─── DATA EXTRACT

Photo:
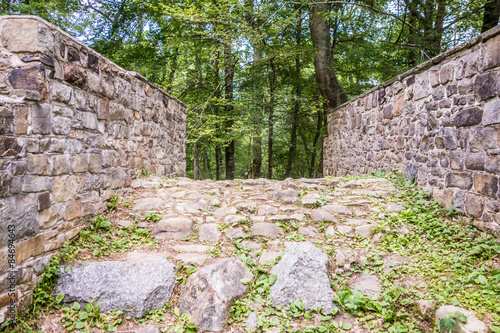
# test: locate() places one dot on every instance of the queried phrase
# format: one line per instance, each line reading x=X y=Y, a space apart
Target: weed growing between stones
x=445 y=260
x=100 y=239
x=452 y=260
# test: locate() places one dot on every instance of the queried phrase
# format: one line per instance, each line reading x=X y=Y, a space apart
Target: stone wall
x=74 y=129
x=439 y=122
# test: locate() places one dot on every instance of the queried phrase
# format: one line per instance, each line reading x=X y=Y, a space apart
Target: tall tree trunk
x=173 y=69
x=196 y=162
x=206 y=164
x=228 y=95
x=139 y=38
x=491 y=14
x=323 y=58
x=257 y=77
x=218 y=149
x=218 y=161
x=319 y=124
x=298 y=97
x=272 y=83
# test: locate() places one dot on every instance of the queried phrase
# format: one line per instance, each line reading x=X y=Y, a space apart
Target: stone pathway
x=318 y=222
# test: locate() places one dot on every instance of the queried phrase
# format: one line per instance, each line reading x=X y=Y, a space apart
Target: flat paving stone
x=233 y=233
x=174 y=228
x=195 y=259
x=191 y=248
x=148 y=204
x=309 y=231
x=209 y=232
x=267 y=230
x=269 y=256
x=267 y=210
x=321 y=215
x=230 y=219
x=251 y=245
x=337 y=209
x=367 y=284
x=223 y=211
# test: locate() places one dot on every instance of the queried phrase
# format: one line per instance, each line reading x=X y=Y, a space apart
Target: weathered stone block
x=103 y=109
x=80 y=163
x=491 y=112
x=491 y=53
x=95 y=163
x=36 y=184
x=58 y=165
x=61 y=92
x=107 y=87
x=20 y=118
x=486 y=184
x=65 y=188
x=28 y=78
x=43 y=200
x=37 y=164
x=88 y=119
x=493 y=164
x=75 y=75
x=81 y=100
x=73 y=210
x=20 y=35
x=93 y=82
x=447 y=73
x=483 y=138
x=475 y=161
x=468 y=117
x=29 y=248
x=61 y=125
x=485 y=86
x=434 y=78
x=462 y=180
x=116 y=111
x=450 y=138
x=388 y=111
x=474 y=204
x=72 y=54
x=22 y=212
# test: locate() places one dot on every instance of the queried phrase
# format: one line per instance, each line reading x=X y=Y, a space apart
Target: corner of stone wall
x=74 y=129
x=439 y=123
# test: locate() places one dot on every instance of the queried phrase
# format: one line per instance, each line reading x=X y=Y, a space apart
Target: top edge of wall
x=59 y=30
x=428 y=64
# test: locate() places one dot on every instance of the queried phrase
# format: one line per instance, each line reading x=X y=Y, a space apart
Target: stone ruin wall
x=439 y=122
x=74 y=129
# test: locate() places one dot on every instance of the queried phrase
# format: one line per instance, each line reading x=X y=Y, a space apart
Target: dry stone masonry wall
x=439 y=123
x=74 y=129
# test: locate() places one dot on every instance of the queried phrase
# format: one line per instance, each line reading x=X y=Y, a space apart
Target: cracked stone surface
x=203 y=224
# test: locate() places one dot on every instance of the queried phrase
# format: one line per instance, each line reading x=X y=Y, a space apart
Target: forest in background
x=258 y=76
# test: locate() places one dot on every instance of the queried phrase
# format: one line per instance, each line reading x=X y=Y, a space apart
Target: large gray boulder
x=132 y=287
x=302 y=274
x=473 y=325
x=210 y=292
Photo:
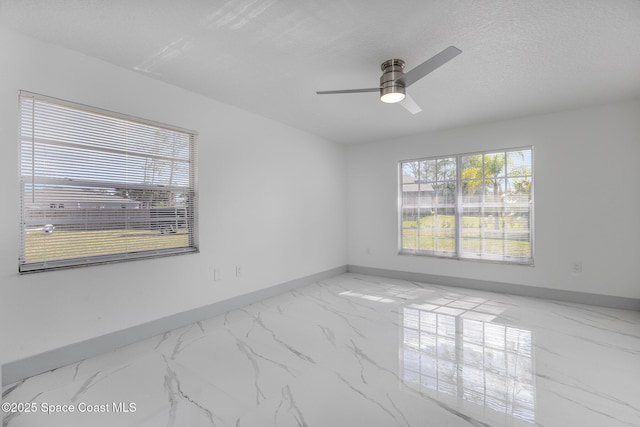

──────

→ **PROBLEM**: Report the number of lines in the material above that contain the string "wall", giving the number alone.

→ **EXERCISE OUTPUT**: 5